╭──

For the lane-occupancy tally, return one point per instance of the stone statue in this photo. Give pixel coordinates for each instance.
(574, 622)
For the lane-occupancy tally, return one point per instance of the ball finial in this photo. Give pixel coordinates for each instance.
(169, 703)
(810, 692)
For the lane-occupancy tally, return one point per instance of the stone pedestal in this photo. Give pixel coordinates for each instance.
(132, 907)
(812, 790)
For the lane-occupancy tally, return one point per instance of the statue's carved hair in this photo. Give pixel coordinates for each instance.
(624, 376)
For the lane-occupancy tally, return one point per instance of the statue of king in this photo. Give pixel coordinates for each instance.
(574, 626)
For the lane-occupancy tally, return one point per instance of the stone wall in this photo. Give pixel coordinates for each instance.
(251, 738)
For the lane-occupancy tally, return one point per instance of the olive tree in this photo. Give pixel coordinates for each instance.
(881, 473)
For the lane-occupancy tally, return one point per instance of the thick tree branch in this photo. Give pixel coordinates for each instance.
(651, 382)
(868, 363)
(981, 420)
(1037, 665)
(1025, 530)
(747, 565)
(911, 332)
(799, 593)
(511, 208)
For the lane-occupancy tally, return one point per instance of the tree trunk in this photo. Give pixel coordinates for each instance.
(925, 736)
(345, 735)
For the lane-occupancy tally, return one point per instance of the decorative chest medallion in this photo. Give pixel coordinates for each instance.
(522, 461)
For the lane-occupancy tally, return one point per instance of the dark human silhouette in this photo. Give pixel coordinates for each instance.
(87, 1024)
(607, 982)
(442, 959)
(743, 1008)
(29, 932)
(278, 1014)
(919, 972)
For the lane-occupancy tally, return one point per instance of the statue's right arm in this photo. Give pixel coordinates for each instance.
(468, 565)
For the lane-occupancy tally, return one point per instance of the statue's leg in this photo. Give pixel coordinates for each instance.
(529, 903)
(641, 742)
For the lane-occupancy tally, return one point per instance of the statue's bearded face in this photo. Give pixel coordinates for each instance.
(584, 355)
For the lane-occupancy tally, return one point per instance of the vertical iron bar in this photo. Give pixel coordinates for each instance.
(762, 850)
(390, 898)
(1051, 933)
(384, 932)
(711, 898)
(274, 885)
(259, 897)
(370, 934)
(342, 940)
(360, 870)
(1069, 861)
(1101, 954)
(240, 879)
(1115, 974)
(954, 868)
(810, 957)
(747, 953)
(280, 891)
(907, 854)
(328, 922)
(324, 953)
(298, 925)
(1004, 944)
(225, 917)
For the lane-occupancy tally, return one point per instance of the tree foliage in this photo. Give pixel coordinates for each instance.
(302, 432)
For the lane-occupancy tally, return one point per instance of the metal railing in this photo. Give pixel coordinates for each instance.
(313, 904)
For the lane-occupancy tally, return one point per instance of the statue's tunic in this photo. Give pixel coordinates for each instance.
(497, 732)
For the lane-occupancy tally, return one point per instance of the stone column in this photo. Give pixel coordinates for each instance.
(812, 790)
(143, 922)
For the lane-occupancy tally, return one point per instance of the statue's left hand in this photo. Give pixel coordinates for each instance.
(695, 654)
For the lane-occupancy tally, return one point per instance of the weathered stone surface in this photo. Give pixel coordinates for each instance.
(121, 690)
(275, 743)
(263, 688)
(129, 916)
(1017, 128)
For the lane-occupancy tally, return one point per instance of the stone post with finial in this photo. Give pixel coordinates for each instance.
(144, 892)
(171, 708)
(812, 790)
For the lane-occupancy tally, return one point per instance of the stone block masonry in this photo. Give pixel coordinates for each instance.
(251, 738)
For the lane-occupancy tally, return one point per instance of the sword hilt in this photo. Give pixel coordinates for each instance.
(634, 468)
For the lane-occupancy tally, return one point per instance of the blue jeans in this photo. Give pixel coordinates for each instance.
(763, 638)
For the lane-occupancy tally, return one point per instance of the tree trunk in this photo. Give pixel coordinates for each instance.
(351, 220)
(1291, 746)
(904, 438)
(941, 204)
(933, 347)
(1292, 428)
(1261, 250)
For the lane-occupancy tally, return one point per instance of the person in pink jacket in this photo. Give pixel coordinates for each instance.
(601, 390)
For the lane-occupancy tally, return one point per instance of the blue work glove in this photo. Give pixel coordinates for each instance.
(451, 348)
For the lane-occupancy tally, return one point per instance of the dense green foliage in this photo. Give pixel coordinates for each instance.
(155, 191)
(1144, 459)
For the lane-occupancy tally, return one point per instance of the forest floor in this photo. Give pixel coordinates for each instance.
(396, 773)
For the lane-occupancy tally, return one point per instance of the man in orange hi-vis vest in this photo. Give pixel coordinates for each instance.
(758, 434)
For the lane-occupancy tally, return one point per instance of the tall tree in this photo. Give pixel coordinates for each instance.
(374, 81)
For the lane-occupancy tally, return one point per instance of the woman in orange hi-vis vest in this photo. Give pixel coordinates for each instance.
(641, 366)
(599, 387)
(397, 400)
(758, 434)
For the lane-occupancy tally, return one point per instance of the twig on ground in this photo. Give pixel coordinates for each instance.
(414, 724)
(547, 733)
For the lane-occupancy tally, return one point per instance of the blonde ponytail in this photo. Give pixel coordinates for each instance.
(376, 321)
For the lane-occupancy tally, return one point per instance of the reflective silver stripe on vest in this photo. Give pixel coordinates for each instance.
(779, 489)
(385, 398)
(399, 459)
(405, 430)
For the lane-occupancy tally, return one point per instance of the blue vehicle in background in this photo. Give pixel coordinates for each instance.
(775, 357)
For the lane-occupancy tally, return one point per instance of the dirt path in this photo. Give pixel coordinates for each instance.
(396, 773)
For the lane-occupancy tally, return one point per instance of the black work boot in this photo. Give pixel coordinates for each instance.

╰──

EXERCISE PROMPT: Set down each entry exactly, leaving none out.

TASK SOLUTION:
For the lane-occupancy tally, return one point per instance of the stone statue in this photo. Give pixel coordinates for each instance.
(574, 622)
For the lane-occupancy tally, return one point per instance of the ball finial in this photo. Give pixel coordinates for each instance.
(169, 703)
(810, 692)
For the lane-occupancy tally, return one point per instance of the stone pedestal in this photo. Give pixel coordinates for each instance.
(132, 907)
(812, 790)
For the lane-occupancy tally, return one point per instance of the statue's carved hair in this photo. Give pixel coordinates for each instance.
(624, 376)
For the lane-occupancy tally, return one point per instance of the statue of king in this photo. Give pixel coordinates for each instance.
(574, 626)
For the lane-occupancy tally, return one point per instance of the stone wall in this photo. Give pixel coordinates for each instance.
(251, 738)
For the lane-occupancy tally, return one point per instance of the olive tree in this photo. Give pixel coordinates for each instance.
(881, 473)
For the lane-occupancy tally, return one point per instance of the thick tree branch in this photo. Give pixel coordinates for each instance.
(651, 382)
(868, 363)
(981, 420)
(1037, 665)
(1025, 530)
(747, 565)
(911, 332)
(799, 593)
(511, 208)
For the lane-occupancy tally, return one point per instance of the tree trunk in this photo. Give pixel coordinates for each instance.
(925, 736)
(345, 735)
For the lane-occupancy tally, return one point per instance of the decorative chest medallion in this photo. Give pixel coordinates for each instance.
(522, 461)
For the lane-occupancy tally, return one point per instance of the dark human silhouette in this photo. Give pixel coordinates for each instance.
(87, 1024)
(607, 982)
(442, 959)
(743, 1008)
(29, 932)
(278, 1014)
(919, 972)
For the lane-occupancy tally, return one point per instance of the statue's right arm in this photo. Give pixel coordinates for each instance.
(468, 565)
For the lane-occupancy tally, return one point per instance of the statue's leg in this photo. Give pixel coordinates for each instance.
(529, 903)
(641, 742)
For the lane-occupancy tally, return one point per instance of the statue's bearded face in this photo. Give pixel coordinates for each instance.
(584, 355)
For the lane-occupancy tally, return one point per instance of the vertical iron bar in this photo. Give pixel coordinates for each instance.
(762, 850)
(390, 898)
(1051, 933)
(384, 932)
(711, 898)
(274, 885)
(259, 897)
(370, 934)
(342, 940)
(360, 870)
(1069, 861)
(1101, 954)
(240, 879)
(1115, 974)
(954, 868)
(810, 957)
(747, 953)
(280, 891)
(907, 854)
(328, 922)
(324, 953)
(298, 925)
(1004, 944)
(225, 917)
For the lane-occupancy tally, return one point per instance of the tree foliage in this photo. Give pixel coordinates for each instance.
(302, 432)
For the lane-occupancy tally, return one point per instance of the metal railing in this photo. Give pixel coordinates for each instance.
(313, 904)
For the lane-occupancy tally, return one point per instance of the statue's tunic in this photo. Give pixel coordinates for each instance.
(497, 732)
For the lane-occupancy tally, return one point per instance of the stone column in this photo. Give pixel coordinates for each instance.
(812, 790)
(143, 922)
For the lane-occupancy tally, return one point per instance of the statue's left hand in this photo. Give pixel coordinates for each instance.
(695, 654)
For the lane-occupancy tally, return one point per instance of the weathered stone surface in this photo. Give pixel coordinates for each instance.
(121, 690)
(275, 743)
(263, 688)
(129, 916)
(1017, 128)
For the lane-occupancy tally, return one point per instance of the stone post with finial in this photo. Give pixel coordinates for each instance.
(144, 892)
(171, 708)
(812, 790)
For the lane-occupancy tally, return one point per instance of the stone block masonry in this photo. Give pixel coordinates for each instance.
(251, 738)
For the lane-occupancy tally, return one point per instance of the sword hilt in this photo. Give pixel coordinates for each instance.
(634, 468)
For the lane-occupancy tally, return one point per instance of the blue jeans in this photo. Give pixel coordinates for each instance.
(763, 638)
For the lane-occupancy tally, return one point per instance of the tree trunk in this photo. Give pixel coordinates for each instance.
(351, 220)
(1291, 746)
(904, 438)
(941, 204)
(933, 347)
(1292, 428)
(1261, 250)
For the lane-occupancy tally, return one point per instance of the person in pink jacket in this photo. Give pixel coordinates for each instance.
(601, 390)
For the lane-occupancy tally, return one point per instance of the blue work glove in this photo. Give pixel coordinates for each instance.
(451, 348)
For the lane-occupancy tally, return one point per instance of the dense green foliage in this photo. Give pixel coordinates for each instance.
(155, 191)
(1144, 459)
For the lane-occupancy tally, return one point per instance of the forest floor in this photo. Give pixel coordinates for each instance.
(396, 773)
For the lane-occupancy tally, return one point per instance of the man in orange hi-vis vest in this photo. Give pixel coordinates for each instance.
(758, 434)
For the lane-occupancy tally, return one point per instance of the tall tree in this photo. Give pixel coordinates for each instance.
(374, 81)
For the lane-occupancy tally, return one point per instance of the woman in orange hi-vis vest in this photo. Give pixel coordinates for each instance.
(641, 366)
(599, 387)
(397, 400)
(758, 434)
For the lane-occupancy tally, return one point per instance of the twig on ground in this photo. Give pixel coordinates for each instance.
(414, 724)
(547, 733)
For the lane-occupancy tally, return one point per instance of the blonde ponytail in this photo. Give pixel coordinates for each instance.
(376, 321)
For the lane-occupancy tally, return one point per instance of the reflective silver stripe on vest in this photo. Give pixel coordinates for each instance.
(779, 489)
(385, 398)
(399, 459)
(405, 430)
For the lane-occupancy tally, return one point per instance of the blue vehicle in background in this photo. Give pixel coordinates for each instance.
(775, 357)
For the lane-occupancy tally, return one point per instance of the dirt path in this photo. Give pixel coordinates for each instance.
(396, 773)
For the lane-occupancy tally, return one point per instance of the black work boot in this photo. Give pixel coordinates for each instance.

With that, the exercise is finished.